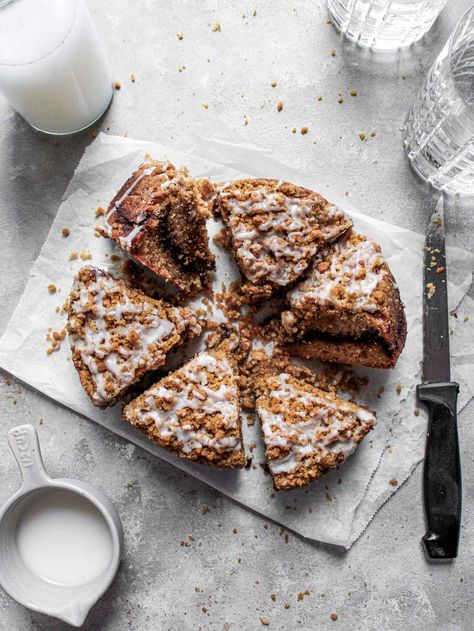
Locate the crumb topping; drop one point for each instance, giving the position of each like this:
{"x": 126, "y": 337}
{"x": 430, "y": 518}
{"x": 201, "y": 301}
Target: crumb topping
{"x": 275, "y": 235}
{"x": 118, "y": 335}
{"x": 197, "y": 405}
{"x": 306, "y": 427}
{"x": 344, "y": 275}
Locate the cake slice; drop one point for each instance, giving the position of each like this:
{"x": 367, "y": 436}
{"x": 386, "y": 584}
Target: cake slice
{"x": 195, "y": 411}
{"x": 276, "y": 228}
{"x": 117, "y": 334}
{"x": 307, "y": 431}
{"x": 348, "y": 310}
{"x": 159, "y": 218}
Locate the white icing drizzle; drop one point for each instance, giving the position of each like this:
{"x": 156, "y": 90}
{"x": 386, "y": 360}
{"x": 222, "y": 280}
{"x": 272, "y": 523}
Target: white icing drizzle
{"x": 189, "y": 389}
{"x": 113, "y": 366}
{"x": 279, "y": 247}
{"x": 355, "y": 269}
{"x": 325, "y": 426}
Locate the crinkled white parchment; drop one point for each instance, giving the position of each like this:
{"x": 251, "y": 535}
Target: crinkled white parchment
{"x": 337, "y": 508}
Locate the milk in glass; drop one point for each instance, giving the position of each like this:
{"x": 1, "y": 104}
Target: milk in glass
{"x": 53, "y": 67}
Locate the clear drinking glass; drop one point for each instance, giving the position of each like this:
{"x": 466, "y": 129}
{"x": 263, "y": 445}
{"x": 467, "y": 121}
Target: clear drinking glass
{"x": 384, "y": 24}
{"x": 53, "y": 67}
{"x": 439, "y": 130}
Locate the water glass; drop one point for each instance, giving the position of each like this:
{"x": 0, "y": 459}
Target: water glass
{"x": 439, "y": 130}
{"x": 384, "y": 24}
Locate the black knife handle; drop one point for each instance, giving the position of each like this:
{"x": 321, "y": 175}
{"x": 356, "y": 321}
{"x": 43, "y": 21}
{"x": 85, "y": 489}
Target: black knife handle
{"x": 442, "y": 470}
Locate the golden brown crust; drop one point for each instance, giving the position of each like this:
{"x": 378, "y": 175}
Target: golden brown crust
{"x": 307, "y": 431}
{"x": 349, "y": 309}
{"x": 159, "y": 217}
{"x": 117, "y": 333}
{"x": 275, "y": 227}
{"x": 195, "y": 411}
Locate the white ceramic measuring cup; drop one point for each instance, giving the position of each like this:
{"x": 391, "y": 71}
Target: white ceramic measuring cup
{"x": 70, "y": 601}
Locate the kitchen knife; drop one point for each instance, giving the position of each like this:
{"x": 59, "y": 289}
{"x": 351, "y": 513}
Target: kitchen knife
{"x": 442, "y": 468}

——

== Task details ==
Your copy of the records must be exact and must contain no pictures.

== Solution to this problem ==
Locate the crumb topping; drop one point for each instance, giving the position of each like this:
{"x": 126, "y": 337}
{"x": 430, "y": 518}
{"x": 201, "y": 301}
Target: crumb topping
{"x": 275, "y": 235}
{"x": 118, "y": 335}
{"x": 197, "y": 405}
{"x": 306, "y": 427}
{"x": 344, "y": 275}
Locate the cake slice; drop one point for each instance, giving the position of each like this:
{"x": 367, "y": 436}
{"x": 386, "y": 584}
Target: cake slice
{"x": 195, "y": 411}
{"x": 276, "y": 228}
{"x": 117, "y": 334}
{"x": 307, "y": 431}
{"x": 348, "y": 310}
{"x": 159, "y": 218}
Locate the white icing drizzle; drop one point for each instance, giving the position of each like this:
{"x": 156, "y": 90}
{"x": 386, "y": 360}
{"x": 222, "y": 280}
{"x": 272, "y": 523}
Target: white icing drizzle
{"x": 189, "y": 389}
{"x": 113, "y": 366}
{"x": 279, "y": 247}
{"x": 355, "y": 269}
{"x": 325, "y": 426}
Locate the crinkled white parchment; drop one point for each instance, giving the position of each like this:
{"x": 251, "y": 535}
Target: crinkled white parchment
{"x": 337, "y": 508}
Locate the milk in glass; drop one point for each instance, giving the position of each like this:
{"x": 1, "y": 104}
Target: milk in glass
{"x": 53, "y": 67}
Locate the clear drinking glass; drop one point for each instance, giving the position of each like this:
{"x": 466, "y": 129}
{"x": 263, "y": 445}
{"x": 467, "y": 121}
Target: clear drinking glass
{"x": 384, "y": 24}
{"x": 53, "y": 67}
{"x": 439, "y": 130}
Locate the water glass; drop one point for each instance, giving the position of each like this:
{"x": 0, "y": 459}
Target: water glass
{"x": 439, "y": 130}
{"x": 384, "y": 24}
Locate the black knife handle; drop one point for each instance, giving the position of each like this:
{"x": 321, "y": 175}
{"x": 356, "y": 321}
{"x": 43, "y": 21}
{"x": 85, "y": 489}
Target: black knife handle
{"x": 442, "y": 470}
Locate the golden brown crust; drop one point for each instance, giving the position of each like this:
{"x": 378, "y": 175}
Target: golden brown crust
{"x": 307, "y": 431}
{"x": 349, "y": 309}
{"x": 159, "y": 217}
{"x": 117, "y": 333}
{"x": 275, "y": 227}
{"x": 195, "y": 411}
Locate the white ceramic measuring cup; drop one point for each instance, giving the position of each like this:
{"x": 391, "y": 71}
Target: white ceramic measuring cup
{"x": 70, "y": 601}
Locate the kitchen knife; drop one point for each instance, giving the position of each like this:
{"x": 59, "y": 289}
{"x": 351, "y": 513}
Target: kitchen knife
{"x": 442, "y": 468}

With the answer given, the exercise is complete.